* STORED ROWS:
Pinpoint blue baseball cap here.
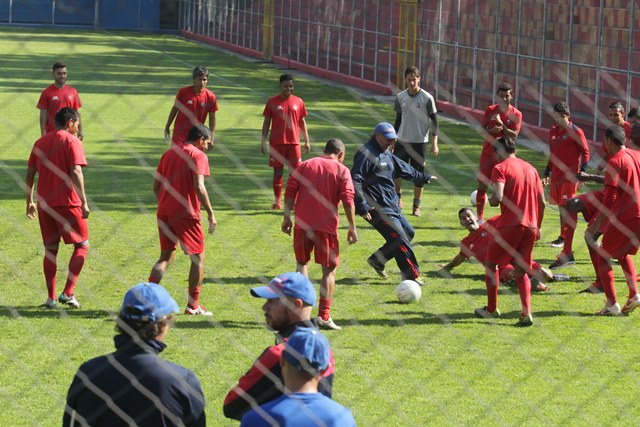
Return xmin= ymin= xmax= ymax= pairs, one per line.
xmin=284 ymin=328 xmax=330 ymax=374
xmin=373 ymin=122 xmax=398 ymax=139
xmin=251 ymin=272 xmax=316 ymax=306
xmin=120 ymin=283 xmax=180 ymax=322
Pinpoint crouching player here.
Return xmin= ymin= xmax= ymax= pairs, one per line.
xmin=441 ymin=208 xmax=568 ymax=292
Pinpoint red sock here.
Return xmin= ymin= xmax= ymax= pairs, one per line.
xmin=42 ymin=249 xmax=58 ymax=300
xmin=273 ymin=169 xmax=284 ymax=204
xmin=596 ymin=254 xmax=618 ymax=304
xmin=476 ymin=190 xmax=487 ymax=220
xmin=484 ymin=270 xmax=498 ymax=313
xmin=560 ymin=213 xmax=578 ymax=255
xmin=64 ymin=245 xmax=89 ymax=295
xmin=318 ymin=297 xmax=331 ymax=320
xmin=618 ymin=255 xmax=638 ymax=299
xmin=189 ymin=286 xmax=202 ymax=308
xmin=516 ymin=274 xmax=531 ymax=316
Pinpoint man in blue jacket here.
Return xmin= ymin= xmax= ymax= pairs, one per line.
xmin=351 ymin=122 xmax=437 ymax=285
xmin=62 ymin=283 xmax=206 ymax=427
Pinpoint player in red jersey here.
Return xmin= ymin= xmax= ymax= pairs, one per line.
xmin=164 ymin=65 xmax=218 ymax=145
xmin=149 ymin=124 xmax=217 ymax=316
xmin=542 ymin=102 xmax=589 ymax=269
xmin=281 ymin=138 xmax=358 ymax=330
xmin=441 ymin=208 xmax=556 ymax=292
xmin=585 ymin=126 xmax=640 ymax=316
xmin=260 ymin=74 xmax=311 ymax=210
xmin=476 ymin=83 xmax=522 ymax=222
xmin=26 ymin=107 xmax=90 ymax=308
xmin=475 ymin=137 xmax=546 ymax=326
xmin=36 ymin=62 xmax=84 ymax=141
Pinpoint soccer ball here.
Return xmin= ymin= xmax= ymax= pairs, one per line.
xmin=469 ymin=190 xmax=487 ymax=206
xmin=396 ymin=280 xmax=422 ymax=304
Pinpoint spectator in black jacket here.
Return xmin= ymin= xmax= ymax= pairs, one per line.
xmin=223 ymin=273 xmax=335 ymax=420
xmin=62 ymin=283 xmax=206 ymax=427
xmin=351 ymin=122 xmax=438 ymax=285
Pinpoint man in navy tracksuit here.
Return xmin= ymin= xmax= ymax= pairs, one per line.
xmin=62 ymin=283 xmax=206 ymax=427
xmin=351 ymin=122 xmax=437 ymax=285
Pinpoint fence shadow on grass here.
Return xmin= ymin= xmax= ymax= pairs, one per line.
xmin=0 ymin=305 xmax=109 ymax=320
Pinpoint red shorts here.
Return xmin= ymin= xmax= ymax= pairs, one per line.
xmin=601 ymin=219 xmax=640 ymax=259
xmin=269 ymin=144 xmax=302 ymax=169
xmin=549 ymin=182 xmax=578 ymax=206
xmin=293 ymin=228 xmax=340 ymax=267
xmin=38 ymin=206 xmax=89 ymax=246
xmin=158 ymin=216 xmax=204 ymax=255
xmin=498 ymin=261 xmax=542 ymax=282
xmin=478 ymin=144 xmax=496 ymax=186
xmin=487 ymin=225 xmax=537 ymax=271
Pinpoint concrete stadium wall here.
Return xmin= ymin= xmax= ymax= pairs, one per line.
xmin=179 ymin=0 xmax=640 ymax=144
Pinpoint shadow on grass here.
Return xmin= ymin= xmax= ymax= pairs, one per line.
xmin=173 ymin=316 xmax=265 ymax=329
xmin=0 ymin=305 xmax=114 ymax=320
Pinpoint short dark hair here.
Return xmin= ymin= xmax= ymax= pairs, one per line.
xmin=498 ymin=82 xmax=513 ymax=92
xmin=553 ymin=102 xmax=571 ymax=116
xmin=324 ymin=138 xmax=344 ymax=155
xmin=116 ymin=313 xmax=176 ymax=341
xmin=192 ymin=65 xmax=209 ymax=80
xmin=609 ymin=101 xmax=624 ymax=111
xmin=280 ymin=74 xmax=293 ymax=83
xmin=187 ymin=124 xmax=211 ymax=142
xmin=604 ymin=125 xmax=627 ymax=147
xmin=458 ymin=208 xmax=473 ymax=219
xmin=404 ymin=65 xmax=420 ymax=77
xmin=55 ymin=107 xmax=80 ymax=129
xmin=493 ymin=136 xmax=516 ymax=154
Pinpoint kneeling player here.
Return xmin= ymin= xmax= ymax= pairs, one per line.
xmin=442 ymin=208 xmax=568 ymax=292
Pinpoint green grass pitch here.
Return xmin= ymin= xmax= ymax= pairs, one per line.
xmin=0 ymin=28 xmax=640 ymax=426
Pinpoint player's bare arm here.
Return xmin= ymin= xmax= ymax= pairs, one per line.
xmin=260 ymin=117 xmax=271 ymax=154
xmin=71 ymin=165 xmax=91 ymax=218
xmin=209 ymin=111 xmax=216 ymax=146
xmin=429 ymin=113 xmax=440 ymax=157
xmin=164 ymin=104 xmax=179 ymax=139
xmin=280 ymin=197 xmax=295 ymax=236
xmin=25 ymin=168 xmax=37 ymax=219
xmin=489 ymin=182 xmax=504 ymax=207
xmin=193 ymin=174 xmax=218 ymax=234
xmin=343 ymin=205 xmax=358 ymax=245
xmin=300 ymin=118 xmax=311 ymax=154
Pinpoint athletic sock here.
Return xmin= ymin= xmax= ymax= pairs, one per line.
xmin=618 ymin=255 xmax=638 ymax=299
xmin=476 ymin=190 xmax=487 ymax=221
xmin=485 ymin=270 xmax=499 ymax=313
xmin=596 ymin=254 xmax=618 ymax=304
xmin=318 ymin=297 xmax=331 ymax=320
xmin=560 ymin=213 xmax=578 ymax=255
xmin=516 ymin=274 xmax=531 ymax=316
xmin=42 ymin=249 xmax=58 ymax=300
xmin=188 ymin=286 xmax=202 ymax=308
xmin=64 ymin=245 xmax=88 ymax=296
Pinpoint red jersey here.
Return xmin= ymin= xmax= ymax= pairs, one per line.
xmin=262 ymin=95 xmax=307 ymax=145
xmin=156 ymin=144 xmax=209 ymax=220
xmin=36 ymin=84 xmax=82 ymax=133
xmin=284 ymin=156 xmax=354 ymax=235
xmin=171 ymin=86 xmax=218 ymax=145
xmin=28 ymin=130 xmax=87 ymax=206
xmin=491 ymin=157 xmax=543 ymax=228
xmin=547 ymin=122 xmax=590 ymax=184
xmin=482 ymin=104 xmax=522 ymax=145
xmin=460 ymin=216 xmax=500 ymax=264
xmin=602 ymin=149 xmax=640 ymax=223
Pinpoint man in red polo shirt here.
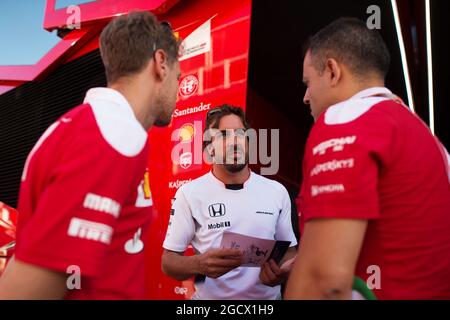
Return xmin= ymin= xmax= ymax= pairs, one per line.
xmin=0 ymin=12 xmax=180 ymax=299
xmin=286 ymin=18 xmax=450 ymax=299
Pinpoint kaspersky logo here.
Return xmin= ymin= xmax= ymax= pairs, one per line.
xmin=208 ymin=221 xmax=231 ymax=230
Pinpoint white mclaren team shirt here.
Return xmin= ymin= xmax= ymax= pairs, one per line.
xmin=163 ymin=172 xmax=297 ymax=300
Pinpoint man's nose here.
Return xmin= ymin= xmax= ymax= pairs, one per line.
xmin=303 ymin=89 xmax=310 ymax=105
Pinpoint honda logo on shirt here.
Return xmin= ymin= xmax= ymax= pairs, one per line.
xmin=208 ymin=203 xmax=225 ymax=218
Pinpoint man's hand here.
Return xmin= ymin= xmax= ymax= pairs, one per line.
xmin=197 ymin=249 xmax=242 ymax=278
xmin=259 ymin=259 xmax=290 ymax=287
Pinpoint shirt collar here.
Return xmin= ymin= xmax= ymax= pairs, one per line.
xmin=350 ymin=87 xmax=394 ymax=99
xmin=84 ymin=88 xmax=146 ymax=132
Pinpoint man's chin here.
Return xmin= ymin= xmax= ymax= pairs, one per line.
xmin=224 ymin=163 xmax=247 ymax=173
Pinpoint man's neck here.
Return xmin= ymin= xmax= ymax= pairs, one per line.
xmin=339 ymin=79 xmax=385 ymax=101
xmin=212 ymin=165 xmax=250 ymax=184
xmin=108 ymin=79 xmax=155 ymax=130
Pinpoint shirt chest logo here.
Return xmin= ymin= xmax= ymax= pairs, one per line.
xmin=208 ymin=203 xmax=226 ymax=218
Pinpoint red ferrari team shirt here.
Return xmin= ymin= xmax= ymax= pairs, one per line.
xmin=16 ymin=88 xmax=152 ymax=299
xmin=298 ymin=88 xmax=450 ymax=299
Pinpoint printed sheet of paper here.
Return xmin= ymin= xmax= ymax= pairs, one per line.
xmin=220 ymin=232 xmax=291 ymax=267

* TASK TO CARRY OUT: Convert the lines from the one containing "Pinpoint white mclaren team shirt here." through the end of the entries, inclusive, into a Markdown table with the columns Index and Content. Number the rows from 1 and omit blank lines.

* IN RESPONSE:
| Index | Content |
|---|---|
| 1 | Pinpoint white mclaren team shirt here. |
| 2 | Return xmin= ymin= xmax= ymax= pairs, one per line. |
| 3 | xmin=163 ymin=172 xmax=297 ymax=300 |
| 4 | Pinpoint man's nose here. |
| 5 | Return xmin= ymin= xmax= ymax= pairs, one per line. |
| 6 | xmin=303 ymin=89 xmax=310 ymax=105 |
| 7 | Pinpoint honda logo on shirt here. |
| 8 | Return xmin= ymin= xmax= ymax= pairs, one per line. |
| 9 | xmin=208 ymin=203 xmax=225 ymax=218 |
| 10 | Pinpoint man's hand here. |
| 11 | Return xmin= ymin= xmax= ymax= pairs, one per line. |
| 12 | xmin=197 ymin=249 xmax=242 ymax=278 |
| 13 | xmin=259 ymin=259 xmax=290 ymax=287 |
| 14 | Pinpoint shirt collar here. |
| 15 | Return xmin= ymin= xmax= ymax= pairs, one per line. |
| 16 | xmin=350 ymin=87 xmax=394 ymax=99 |
| 17 | xmin=84 ymin=88 xmax=146 ymax=132 |
| 18 | Pinpoint man's chin here. |
| 19 | Return xmin= ymin= xmax= ymax= pairs, one per line. |
| 20 | xmin=224 ymin=163 xmax=247 ymax=173 |
| 21 | Pinpoint man's neck here. |
| 22 | Return xmin= ymin= xmax= ymax= pairs, one per line. |
| 23 | xmin=339 ymin=79 xmax=385 ymax=101 |
| 24 | xmin=212 ymin=165 xmax=250 ymax=184 |
| 25 | xmin=108 ymin=79 xmax=155 ymax=130 |
| 26 | Pinpoint shirt chest logo here. |
| 27 | Return xmin= ymin= xmax= ymax= pairs, one per line. |
| 28 | xmin=208 ymin=203 xmax=226 ymax=218 |
| 29 | Pinpoint red ferrari team shirt here. |
| 30 | Return xmin= ymin= xmax= ymax= pairs, one per line. |
| 31 | xmin=16 ymin=88 xmax=152 ymax=299 |
| 32 | xmin=298 ymin=88 xmax=450 ymax=299 |
| 33 | Pinpoint printed sheet of paper here. |
| 34 | Return xmin= ymin= xmax= ymax= pairs, one per line. |
| 35 | xmin=220 ymin=232 xmax=291 ymax=267 |